══ SOURCE RECORDS

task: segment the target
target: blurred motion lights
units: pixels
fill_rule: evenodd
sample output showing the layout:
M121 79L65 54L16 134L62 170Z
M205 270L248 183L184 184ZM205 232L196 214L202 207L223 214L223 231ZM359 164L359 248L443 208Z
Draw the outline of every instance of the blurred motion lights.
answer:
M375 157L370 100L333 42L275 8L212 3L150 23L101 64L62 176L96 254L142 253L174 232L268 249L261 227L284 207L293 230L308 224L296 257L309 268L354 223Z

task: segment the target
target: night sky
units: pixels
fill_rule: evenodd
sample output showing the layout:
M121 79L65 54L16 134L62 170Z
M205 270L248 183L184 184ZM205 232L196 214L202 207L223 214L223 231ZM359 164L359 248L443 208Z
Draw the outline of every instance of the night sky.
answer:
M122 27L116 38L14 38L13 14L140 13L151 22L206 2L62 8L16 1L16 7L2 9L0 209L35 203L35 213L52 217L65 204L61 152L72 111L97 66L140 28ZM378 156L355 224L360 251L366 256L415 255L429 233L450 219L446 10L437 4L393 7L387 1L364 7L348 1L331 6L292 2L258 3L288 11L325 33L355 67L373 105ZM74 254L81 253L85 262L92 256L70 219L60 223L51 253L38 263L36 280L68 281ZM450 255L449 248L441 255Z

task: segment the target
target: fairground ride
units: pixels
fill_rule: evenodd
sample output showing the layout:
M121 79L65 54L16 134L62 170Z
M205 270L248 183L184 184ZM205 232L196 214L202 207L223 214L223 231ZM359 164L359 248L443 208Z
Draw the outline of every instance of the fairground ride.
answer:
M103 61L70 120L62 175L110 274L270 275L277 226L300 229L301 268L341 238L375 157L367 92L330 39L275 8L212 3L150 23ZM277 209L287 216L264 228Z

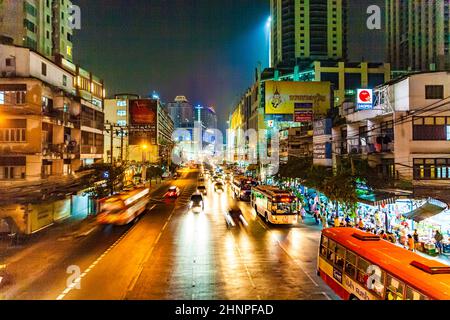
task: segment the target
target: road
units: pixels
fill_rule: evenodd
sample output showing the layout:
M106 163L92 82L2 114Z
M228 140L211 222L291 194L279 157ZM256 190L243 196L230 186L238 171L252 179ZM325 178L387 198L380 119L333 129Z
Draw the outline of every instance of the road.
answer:
M65 247L66 255L6 297L337 299L316 275L317 228L266 225L248 203L236 202L230 190L216 194L210 184L205 212L194 214L188 203L197 176L189 171L173 182L182 190L177 200L163 198L167 186L157 189L149 212L132 226L98 228L74 240L70 249ZM224 214L232 203L242 209L248 225L227 227ZM33 259L51 257L42 253Z

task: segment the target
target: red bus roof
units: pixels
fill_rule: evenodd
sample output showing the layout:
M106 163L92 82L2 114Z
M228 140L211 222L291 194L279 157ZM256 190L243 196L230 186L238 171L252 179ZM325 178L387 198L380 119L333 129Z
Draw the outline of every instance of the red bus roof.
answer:
M350 249L362 258L379 266L395 278L421 291L429 298L450 300L450 273L432 274L419 269L449 268L435 260L426 259L417 253L403 249L386 240L370 240L373 234L353 228L329 228L322 232L326 237ZM355 237L355 236L356 237ZM447 269L448 270L448 269Z

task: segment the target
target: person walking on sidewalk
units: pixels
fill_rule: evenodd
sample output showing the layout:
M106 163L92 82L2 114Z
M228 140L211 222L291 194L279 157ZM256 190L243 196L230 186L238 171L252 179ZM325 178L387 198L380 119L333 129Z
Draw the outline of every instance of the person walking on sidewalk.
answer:
M439 232L439 230L436 230L436 233L434 234L434 240L436 241L436 249L438 250L438 253L442 254L442 240L444 240L444 237Z
M414 238L410 234L408 234L408 250L414 251L415 246L416 246L416 244L415 244Z

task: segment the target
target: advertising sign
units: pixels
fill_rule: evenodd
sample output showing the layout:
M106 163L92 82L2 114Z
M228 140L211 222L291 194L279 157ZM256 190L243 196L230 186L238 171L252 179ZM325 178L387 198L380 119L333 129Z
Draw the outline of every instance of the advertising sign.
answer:
M313 121L313 111L297 111L294 113L295 122L311 122Z
M156 145L157 114L157 100L130 100L130 145Z
M312 111L324 116L331 107L330 82L267 81L265 90L266 114Z
M356 110L372 110L373 100L372 89L358 89L356 95Z

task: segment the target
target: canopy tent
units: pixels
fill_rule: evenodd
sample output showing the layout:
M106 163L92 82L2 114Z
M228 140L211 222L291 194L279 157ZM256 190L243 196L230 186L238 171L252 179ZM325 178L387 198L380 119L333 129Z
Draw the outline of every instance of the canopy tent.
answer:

════

- PROBLEM DETAILS -
Scan the data above, find each line with "walking", and copy it.

- REPLY TO THE TASK -
target: person walking on sidewalk
Draw the outline of every instance of the person walking on sidewalk.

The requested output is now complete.